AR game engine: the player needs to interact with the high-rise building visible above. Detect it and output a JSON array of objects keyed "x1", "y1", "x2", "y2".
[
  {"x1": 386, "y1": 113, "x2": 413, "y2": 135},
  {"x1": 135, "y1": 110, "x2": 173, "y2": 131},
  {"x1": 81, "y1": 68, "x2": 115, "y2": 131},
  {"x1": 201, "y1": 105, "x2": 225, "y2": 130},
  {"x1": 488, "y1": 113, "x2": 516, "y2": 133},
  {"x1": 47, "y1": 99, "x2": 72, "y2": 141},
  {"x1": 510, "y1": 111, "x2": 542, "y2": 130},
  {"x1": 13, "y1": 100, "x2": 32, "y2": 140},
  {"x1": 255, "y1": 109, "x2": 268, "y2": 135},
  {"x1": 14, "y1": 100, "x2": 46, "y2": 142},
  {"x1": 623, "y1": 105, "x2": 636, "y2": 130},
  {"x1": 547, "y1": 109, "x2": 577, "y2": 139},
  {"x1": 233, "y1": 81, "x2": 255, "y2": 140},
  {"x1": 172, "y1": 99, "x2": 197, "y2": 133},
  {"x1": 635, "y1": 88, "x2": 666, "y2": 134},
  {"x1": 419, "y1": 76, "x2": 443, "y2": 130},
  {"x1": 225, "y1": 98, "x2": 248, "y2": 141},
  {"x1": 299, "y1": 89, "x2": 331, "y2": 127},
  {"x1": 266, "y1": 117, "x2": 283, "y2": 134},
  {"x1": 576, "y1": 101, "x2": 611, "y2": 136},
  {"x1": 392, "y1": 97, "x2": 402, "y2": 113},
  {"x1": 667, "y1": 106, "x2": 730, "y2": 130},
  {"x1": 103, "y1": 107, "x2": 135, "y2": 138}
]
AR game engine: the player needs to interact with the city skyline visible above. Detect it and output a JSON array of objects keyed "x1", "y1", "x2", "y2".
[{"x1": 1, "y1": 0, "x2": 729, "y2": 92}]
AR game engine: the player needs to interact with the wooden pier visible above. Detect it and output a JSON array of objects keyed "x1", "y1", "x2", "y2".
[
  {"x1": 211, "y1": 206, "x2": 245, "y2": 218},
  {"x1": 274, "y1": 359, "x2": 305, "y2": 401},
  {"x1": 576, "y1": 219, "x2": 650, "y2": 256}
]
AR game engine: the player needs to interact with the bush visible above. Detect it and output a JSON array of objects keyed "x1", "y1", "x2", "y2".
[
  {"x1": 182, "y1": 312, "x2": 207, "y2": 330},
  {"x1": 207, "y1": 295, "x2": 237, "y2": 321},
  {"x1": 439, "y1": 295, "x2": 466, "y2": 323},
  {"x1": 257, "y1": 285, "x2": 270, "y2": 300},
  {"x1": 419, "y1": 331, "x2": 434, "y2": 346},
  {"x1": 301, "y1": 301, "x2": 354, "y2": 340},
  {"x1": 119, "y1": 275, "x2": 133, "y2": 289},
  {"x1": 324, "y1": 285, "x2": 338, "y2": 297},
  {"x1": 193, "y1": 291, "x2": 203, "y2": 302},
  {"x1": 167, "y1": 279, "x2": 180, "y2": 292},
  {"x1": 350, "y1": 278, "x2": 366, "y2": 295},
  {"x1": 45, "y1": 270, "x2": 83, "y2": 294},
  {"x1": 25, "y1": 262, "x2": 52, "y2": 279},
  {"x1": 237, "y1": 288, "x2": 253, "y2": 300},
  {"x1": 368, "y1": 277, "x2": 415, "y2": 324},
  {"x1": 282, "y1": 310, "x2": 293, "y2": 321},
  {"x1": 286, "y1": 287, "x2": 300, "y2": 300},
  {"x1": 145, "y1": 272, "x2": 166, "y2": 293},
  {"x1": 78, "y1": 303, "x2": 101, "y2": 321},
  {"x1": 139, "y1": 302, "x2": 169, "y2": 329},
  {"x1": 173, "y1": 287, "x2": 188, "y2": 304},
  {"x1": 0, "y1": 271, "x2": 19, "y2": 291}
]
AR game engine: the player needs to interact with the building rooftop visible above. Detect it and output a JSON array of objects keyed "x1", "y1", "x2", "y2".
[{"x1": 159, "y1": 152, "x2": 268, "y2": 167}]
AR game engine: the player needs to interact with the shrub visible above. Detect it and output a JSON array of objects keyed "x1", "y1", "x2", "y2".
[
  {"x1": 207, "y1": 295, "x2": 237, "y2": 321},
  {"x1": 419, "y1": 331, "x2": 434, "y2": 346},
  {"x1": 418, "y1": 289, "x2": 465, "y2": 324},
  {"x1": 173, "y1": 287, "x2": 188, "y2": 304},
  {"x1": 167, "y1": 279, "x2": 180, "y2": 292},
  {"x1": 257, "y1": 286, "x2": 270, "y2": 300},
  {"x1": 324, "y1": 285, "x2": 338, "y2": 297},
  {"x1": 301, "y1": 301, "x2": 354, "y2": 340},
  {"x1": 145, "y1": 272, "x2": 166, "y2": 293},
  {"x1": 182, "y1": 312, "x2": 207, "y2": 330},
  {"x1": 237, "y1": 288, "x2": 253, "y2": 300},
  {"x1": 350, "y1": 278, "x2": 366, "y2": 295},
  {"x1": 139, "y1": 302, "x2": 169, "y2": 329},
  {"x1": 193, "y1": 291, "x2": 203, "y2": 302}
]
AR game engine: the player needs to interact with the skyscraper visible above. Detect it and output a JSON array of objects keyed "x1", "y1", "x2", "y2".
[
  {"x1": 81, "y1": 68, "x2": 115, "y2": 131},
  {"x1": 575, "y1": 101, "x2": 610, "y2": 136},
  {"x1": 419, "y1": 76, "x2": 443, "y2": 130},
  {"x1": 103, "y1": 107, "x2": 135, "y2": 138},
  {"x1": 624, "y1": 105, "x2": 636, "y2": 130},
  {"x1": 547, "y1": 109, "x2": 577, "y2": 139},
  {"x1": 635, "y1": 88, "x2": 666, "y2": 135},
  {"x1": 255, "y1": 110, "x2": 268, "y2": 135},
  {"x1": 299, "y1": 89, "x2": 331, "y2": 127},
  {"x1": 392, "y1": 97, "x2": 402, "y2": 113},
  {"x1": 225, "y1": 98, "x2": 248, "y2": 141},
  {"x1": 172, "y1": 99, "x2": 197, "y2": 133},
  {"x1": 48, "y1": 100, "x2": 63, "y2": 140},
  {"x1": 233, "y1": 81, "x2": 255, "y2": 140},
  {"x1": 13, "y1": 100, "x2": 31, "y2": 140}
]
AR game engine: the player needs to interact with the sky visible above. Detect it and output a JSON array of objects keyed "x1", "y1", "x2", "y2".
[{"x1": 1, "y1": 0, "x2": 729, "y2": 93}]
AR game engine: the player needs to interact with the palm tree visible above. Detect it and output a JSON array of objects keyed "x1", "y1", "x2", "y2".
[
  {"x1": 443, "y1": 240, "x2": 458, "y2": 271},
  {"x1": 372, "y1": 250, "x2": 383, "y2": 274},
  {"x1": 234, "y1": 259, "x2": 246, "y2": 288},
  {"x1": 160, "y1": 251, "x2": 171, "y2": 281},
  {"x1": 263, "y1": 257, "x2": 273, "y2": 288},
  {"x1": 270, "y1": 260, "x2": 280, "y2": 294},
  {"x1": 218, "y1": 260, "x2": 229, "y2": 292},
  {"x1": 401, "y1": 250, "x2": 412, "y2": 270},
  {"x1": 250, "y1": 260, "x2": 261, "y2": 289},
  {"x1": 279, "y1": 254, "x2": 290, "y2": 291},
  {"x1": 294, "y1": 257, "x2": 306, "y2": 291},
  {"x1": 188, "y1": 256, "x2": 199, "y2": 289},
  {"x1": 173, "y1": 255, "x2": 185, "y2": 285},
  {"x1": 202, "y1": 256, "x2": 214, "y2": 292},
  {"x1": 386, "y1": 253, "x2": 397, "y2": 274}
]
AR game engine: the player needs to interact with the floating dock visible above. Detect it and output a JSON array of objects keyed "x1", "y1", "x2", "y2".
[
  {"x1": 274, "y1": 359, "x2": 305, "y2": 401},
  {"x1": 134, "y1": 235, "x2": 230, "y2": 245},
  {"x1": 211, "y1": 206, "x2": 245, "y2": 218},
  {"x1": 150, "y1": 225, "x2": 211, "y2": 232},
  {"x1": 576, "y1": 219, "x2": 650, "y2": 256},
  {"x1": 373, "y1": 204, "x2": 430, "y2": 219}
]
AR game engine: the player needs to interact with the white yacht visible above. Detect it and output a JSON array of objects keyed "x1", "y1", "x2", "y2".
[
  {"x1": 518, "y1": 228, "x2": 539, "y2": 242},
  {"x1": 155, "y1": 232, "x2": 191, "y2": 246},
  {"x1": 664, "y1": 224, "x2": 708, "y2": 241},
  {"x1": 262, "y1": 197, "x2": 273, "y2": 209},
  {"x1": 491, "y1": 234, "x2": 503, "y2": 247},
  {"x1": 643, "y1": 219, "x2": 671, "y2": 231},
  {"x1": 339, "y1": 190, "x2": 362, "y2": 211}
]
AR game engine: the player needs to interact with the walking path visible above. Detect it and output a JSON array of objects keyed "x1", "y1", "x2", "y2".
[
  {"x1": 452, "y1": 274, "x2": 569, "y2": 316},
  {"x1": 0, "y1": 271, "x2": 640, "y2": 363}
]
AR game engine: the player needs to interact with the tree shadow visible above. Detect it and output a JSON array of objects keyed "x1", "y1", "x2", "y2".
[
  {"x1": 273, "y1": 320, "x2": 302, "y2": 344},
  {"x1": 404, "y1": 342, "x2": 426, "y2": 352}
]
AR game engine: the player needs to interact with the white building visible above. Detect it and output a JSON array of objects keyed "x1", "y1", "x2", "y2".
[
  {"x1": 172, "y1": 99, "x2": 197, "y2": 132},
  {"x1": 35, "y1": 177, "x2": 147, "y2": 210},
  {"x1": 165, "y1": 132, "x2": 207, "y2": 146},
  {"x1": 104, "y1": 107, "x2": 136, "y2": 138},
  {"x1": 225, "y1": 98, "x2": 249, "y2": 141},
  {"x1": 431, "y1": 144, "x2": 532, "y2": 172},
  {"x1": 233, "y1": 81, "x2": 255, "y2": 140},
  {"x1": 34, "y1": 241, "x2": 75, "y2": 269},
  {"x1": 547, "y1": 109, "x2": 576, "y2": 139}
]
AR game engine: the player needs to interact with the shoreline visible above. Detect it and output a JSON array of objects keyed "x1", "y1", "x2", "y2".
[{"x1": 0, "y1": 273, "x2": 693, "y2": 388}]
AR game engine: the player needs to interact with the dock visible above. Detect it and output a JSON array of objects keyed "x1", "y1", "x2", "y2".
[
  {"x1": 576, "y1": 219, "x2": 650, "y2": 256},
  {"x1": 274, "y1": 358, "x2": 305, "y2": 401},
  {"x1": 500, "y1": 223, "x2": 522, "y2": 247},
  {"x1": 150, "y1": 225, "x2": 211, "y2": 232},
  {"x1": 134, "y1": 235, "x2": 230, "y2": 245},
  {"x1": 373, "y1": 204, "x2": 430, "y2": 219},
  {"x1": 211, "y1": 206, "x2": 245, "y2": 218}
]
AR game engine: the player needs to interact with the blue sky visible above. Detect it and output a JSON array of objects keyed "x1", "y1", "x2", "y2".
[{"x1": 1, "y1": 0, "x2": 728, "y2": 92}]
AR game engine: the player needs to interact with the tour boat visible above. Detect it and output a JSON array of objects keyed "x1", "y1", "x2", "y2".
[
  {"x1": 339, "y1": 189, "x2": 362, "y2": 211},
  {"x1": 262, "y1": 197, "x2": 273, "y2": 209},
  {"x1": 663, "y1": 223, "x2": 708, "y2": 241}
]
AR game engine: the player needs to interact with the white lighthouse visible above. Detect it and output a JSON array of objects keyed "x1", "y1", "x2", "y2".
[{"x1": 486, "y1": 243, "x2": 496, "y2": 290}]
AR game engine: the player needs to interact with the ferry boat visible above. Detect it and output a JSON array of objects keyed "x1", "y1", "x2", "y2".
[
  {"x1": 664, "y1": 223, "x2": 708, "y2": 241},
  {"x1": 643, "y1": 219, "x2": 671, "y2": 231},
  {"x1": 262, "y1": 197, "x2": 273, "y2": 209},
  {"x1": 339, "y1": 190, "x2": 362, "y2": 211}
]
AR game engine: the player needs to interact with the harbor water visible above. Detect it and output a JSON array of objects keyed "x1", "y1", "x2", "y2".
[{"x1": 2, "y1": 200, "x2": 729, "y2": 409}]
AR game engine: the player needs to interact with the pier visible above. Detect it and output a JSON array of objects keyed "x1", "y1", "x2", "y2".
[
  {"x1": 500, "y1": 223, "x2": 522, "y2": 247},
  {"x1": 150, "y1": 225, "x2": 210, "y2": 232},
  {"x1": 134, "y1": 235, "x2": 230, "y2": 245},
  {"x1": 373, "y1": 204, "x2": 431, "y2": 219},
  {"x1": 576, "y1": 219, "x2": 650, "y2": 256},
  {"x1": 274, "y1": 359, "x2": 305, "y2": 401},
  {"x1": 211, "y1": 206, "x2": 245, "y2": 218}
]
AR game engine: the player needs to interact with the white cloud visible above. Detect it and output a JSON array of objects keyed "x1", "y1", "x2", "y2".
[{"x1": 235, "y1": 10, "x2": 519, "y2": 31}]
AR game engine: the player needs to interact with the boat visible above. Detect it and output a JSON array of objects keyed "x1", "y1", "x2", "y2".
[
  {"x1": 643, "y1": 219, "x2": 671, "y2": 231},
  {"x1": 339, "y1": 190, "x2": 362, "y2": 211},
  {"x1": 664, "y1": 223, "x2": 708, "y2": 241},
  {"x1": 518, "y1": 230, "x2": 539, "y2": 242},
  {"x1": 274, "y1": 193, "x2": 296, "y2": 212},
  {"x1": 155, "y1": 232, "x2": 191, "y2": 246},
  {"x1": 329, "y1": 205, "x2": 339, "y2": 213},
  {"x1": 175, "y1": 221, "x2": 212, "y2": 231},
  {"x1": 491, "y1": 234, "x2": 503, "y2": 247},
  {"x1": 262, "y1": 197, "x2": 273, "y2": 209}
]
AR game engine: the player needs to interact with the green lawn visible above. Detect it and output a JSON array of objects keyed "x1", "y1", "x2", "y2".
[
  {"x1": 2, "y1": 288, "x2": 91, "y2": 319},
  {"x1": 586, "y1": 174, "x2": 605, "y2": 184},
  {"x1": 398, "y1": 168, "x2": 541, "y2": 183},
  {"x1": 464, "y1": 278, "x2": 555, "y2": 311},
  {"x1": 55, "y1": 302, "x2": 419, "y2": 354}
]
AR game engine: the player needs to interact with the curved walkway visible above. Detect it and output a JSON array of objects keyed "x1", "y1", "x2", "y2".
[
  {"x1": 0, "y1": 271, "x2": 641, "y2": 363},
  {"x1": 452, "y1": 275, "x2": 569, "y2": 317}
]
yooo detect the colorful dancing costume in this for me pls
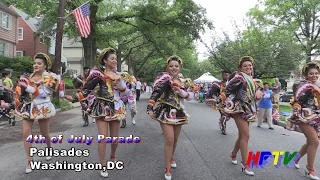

....

- **Work item**: Do not copy pictures. Restate exactly the lines from the one containing "AR game engine: the player needs to interact with the boat" through the last line of the records.

- **Problem solution**:
AR game engine: the player needs to interact with the boat visible above. Detect it and output a JSON array of objects keyed "x1", "y1", "x2", "y2".
[
  {"x1": 643, "y1": 219, "x2": 671, "y2": 231},
  {"x1": 339, "y1": 190, "x2": 362, "y2": 211},
  {"x1": 664, "y1": 223, "x2": 708, "y2": 241},
  {"x1": 518, "y1": 230, "x2": 539, "y2": 242},
  {"x1": 274, "y1": 193, "x2": 296, "y2": 212},
  {"x1": 155, "y1": 232, "x2": 191, "y2": 246},
  {"x1": 329, "y1": 205, "x2": 339, "y2": 213},
  {"x1": 175, "y1": 221, "x2": 212, "y2": 231},
  {"x1": 491, "y1": 234, "x2": 503, "y2": 247},
  {"x1": 262, "y1": 197, "x2": 273, "y2": 209}
]
AR game engine: the player needs to interact with the green lawn visible above. Detect it and output a JSON array of objects keyed "x1", "y1", "x2", "y2".
[
  {"x1": 2, "y1": 288, "x2": 91, "y2": 319},
  {"x1": 586, "y1": 174, "x2": 605, "y2": 184},
  {"x1": 398, "y1": 168, "x2": 541, "y2": 183},
  {"x1": 464, "y1": 278, "x2": 555, "y2": 311},
  {"x1": 55, "y1": 302, "x2": 419, "y2": 354}
]
AR game engine: the player needs to interact with the curved walkway visible above. Detect it and output a JSON array of objects keyed "x1", "y1", "x2", "y2".
[
  {"x1": 0, "y1": 271, "x2": 641, "y2": 363},
  {"x1": 452, "y1": 275, "x2": 569, "y2": 317}
]
yooo detect the colorful dancing costume in this for me pls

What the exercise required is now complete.